[WORK ITEM] The lines needed are those below that contain the word "path"; copy each one.
====
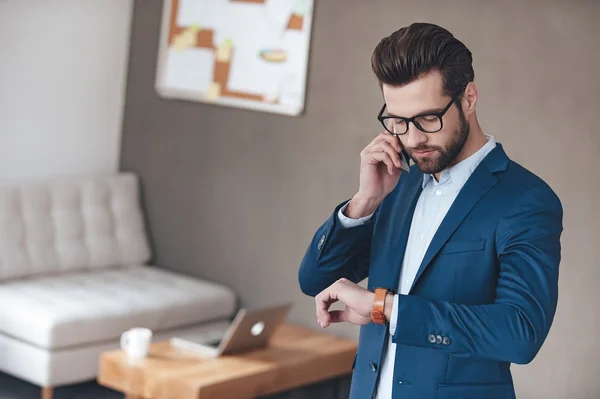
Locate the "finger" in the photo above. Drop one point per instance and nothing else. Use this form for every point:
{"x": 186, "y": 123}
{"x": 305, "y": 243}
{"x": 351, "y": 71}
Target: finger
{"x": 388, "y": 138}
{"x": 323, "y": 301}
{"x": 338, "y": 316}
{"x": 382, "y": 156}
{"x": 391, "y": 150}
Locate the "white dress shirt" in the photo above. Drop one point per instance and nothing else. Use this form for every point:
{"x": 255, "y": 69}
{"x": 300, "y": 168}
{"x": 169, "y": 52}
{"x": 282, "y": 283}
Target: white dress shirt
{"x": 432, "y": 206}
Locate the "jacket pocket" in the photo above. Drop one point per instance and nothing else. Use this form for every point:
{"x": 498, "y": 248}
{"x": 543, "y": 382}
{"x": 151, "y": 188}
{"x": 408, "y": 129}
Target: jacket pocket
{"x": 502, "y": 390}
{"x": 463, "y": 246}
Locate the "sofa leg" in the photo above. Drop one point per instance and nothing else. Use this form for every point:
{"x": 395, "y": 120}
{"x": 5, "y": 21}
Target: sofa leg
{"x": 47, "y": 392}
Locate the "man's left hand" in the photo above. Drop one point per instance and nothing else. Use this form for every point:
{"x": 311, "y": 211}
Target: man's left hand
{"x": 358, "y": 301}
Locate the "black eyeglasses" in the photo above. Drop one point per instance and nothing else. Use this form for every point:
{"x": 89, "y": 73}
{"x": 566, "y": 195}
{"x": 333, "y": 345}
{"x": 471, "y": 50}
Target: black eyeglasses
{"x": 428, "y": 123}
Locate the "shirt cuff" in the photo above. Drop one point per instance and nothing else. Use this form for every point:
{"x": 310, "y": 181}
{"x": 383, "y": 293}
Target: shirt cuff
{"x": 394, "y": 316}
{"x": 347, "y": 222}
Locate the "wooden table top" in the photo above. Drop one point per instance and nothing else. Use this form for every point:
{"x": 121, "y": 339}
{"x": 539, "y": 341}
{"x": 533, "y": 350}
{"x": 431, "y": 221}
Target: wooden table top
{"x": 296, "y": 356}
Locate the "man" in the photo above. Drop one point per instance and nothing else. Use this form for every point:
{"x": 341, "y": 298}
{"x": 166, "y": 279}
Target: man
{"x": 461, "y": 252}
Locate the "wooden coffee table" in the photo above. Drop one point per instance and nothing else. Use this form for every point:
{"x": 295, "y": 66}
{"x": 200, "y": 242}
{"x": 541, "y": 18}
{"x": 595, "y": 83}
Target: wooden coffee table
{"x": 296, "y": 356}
====
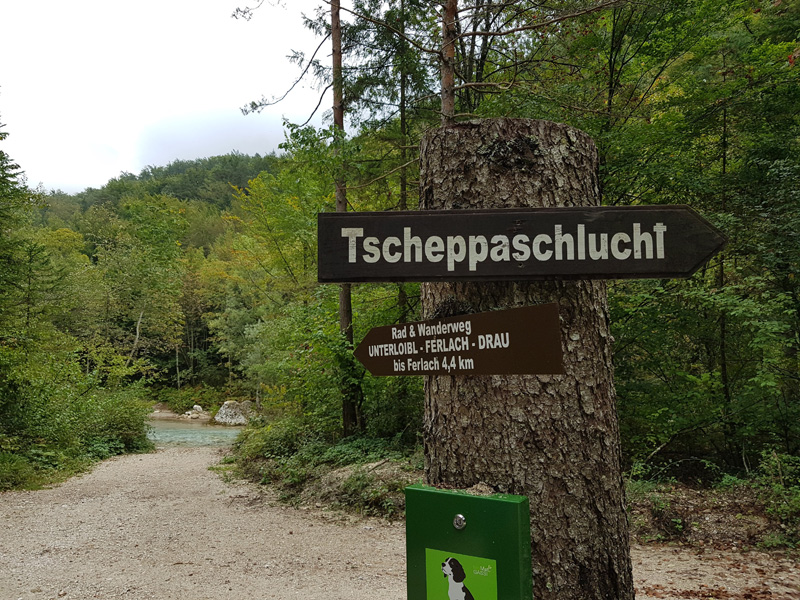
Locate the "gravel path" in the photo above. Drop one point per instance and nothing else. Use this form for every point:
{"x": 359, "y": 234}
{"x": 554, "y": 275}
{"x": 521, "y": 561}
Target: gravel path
====
[SOLUTION]
Locate the "gravel path" in the photo above. Drop one point per instance and nothing else. Use this form for every point:
Target: gravel path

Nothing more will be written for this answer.